(Collected data entries)

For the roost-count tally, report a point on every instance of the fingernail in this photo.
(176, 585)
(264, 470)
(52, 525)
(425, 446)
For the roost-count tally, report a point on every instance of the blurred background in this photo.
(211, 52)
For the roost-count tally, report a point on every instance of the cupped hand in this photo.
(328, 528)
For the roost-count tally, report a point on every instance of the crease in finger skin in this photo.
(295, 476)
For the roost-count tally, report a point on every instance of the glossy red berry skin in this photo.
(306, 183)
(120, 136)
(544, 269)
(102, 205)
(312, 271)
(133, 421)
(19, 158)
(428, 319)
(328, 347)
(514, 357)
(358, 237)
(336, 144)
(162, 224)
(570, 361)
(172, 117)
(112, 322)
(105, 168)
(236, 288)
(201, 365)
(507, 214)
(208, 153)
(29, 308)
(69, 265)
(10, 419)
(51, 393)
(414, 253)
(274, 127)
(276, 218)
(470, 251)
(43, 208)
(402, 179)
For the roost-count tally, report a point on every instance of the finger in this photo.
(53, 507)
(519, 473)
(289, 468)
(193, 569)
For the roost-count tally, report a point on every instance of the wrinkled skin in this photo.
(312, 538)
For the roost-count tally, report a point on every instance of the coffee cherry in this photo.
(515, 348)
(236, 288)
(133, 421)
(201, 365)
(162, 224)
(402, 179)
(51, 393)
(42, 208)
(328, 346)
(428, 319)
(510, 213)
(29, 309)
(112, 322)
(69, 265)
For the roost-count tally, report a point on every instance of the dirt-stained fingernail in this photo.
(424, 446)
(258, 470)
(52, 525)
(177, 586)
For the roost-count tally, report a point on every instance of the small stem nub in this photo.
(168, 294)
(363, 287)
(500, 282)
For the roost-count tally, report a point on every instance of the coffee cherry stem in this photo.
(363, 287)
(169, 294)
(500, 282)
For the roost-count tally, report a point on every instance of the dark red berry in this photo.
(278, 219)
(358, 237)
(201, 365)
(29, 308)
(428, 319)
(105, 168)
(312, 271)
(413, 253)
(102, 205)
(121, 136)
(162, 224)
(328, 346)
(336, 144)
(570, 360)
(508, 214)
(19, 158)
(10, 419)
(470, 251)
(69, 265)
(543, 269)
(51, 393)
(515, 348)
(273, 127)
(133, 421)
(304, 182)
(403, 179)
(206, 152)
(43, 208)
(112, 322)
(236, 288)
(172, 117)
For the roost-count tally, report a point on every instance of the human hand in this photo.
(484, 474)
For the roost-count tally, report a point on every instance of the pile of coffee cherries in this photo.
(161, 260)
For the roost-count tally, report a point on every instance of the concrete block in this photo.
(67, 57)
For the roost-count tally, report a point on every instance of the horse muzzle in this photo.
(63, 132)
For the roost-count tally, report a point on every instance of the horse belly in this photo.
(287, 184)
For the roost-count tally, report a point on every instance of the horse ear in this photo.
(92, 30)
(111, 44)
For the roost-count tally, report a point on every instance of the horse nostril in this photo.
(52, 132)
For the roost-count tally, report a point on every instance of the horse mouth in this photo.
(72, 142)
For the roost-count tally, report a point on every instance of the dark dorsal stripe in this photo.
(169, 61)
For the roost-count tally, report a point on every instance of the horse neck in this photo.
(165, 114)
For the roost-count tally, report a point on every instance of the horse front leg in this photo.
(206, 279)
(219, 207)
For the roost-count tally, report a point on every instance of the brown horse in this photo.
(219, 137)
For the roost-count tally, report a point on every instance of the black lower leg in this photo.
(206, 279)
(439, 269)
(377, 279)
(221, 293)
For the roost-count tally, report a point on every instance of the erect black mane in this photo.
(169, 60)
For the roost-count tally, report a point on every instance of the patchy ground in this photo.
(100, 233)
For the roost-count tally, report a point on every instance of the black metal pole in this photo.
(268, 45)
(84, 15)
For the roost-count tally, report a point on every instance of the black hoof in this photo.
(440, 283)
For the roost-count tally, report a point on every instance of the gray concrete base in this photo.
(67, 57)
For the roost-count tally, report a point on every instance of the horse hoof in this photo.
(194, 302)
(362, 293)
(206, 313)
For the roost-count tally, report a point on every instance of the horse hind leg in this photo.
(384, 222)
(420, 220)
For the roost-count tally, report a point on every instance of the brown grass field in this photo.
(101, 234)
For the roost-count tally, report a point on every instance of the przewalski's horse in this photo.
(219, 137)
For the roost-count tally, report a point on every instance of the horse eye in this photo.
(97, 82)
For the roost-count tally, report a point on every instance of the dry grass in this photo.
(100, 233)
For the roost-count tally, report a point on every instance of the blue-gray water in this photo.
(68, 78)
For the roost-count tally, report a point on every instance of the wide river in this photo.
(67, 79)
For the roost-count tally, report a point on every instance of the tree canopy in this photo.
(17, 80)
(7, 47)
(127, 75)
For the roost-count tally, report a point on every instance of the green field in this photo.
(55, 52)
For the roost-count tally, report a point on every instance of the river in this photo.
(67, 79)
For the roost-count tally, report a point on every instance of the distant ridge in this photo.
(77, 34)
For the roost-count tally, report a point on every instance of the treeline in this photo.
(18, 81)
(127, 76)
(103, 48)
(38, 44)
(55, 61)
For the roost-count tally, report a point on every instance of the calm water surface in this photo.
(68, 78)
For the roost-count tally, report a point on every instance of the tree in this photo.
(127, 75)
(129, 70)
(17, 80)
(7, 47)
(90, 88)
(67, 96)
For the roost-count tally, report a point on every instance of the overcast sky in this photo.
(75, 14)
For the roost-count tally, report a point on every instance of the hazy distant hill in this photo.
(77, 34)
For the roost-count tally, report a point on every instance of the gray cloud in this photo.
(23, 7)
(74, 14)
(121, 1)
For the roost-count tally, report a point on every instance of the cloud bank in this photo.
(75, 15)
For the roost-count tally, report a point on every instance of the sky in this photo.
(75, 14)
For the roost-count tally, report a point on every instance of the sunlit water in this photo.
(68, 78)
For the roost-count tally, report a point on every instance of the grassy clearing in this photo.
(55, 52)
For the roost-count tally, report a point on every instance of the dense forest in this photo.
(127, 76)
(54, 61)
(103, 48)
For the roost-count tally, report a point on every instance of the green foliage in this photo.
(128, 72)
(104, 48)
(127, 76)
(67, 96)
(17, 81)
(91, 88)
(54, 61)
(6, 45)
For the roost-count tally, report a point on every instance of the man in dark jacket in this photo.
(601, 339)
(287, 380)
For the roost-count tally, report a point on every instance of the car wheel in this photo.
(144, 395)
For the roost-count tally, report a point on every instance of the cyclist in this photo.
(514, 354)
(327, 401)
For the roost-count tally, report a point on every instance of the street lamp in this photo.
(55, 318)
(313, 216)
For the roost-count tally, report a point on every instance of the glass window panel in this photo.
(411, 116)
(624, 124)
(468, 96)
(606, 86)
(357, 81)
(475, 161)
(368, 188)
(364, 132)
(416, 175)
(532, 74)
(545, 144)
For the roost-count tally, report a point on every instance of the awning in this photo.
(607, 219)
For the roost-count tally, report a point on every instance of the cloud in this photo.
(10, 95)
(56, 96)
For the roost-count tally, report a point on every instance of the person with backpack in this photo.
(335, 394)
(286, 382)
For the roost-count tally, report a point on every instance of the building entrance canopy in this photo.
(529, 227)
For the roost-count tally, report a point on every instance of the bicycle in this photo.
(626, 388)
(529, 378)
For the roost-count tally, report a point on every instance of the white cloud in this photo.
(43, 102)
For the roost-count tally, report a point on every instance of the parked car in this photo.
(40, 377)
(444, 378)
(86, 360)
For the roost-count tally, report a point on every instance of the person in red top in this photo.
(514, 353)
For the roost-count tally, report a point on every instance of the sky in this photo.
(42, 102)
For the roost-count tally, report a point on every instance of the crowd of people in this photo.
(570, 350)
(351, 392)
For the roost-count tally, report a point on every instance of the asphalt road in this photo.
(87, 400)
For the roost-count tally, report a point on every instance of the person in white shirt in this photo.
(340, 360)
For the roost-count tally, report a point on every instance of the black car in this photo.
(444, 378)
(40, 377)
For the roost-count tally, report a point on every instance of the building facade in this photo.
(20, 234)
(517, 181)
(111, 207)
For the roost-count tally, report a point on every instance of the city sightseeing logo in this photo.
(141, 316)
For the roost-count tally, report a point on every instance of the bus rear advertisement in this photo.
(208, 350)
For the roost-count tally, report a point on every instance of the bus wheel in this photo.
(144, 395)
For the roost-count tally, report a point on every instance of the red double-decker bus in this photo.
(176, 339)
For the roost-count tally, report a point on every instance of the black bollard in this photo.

__What you will do__
Return, word for word, every line from the line with "bus in this photo." to the final line of the data.

__Result__
For the roost-count tally, report a point on every instance of the red double-decker bus in this photo.
(176, 339)
For the roost-count tally, report a point on every instance of the black bollard in this photo.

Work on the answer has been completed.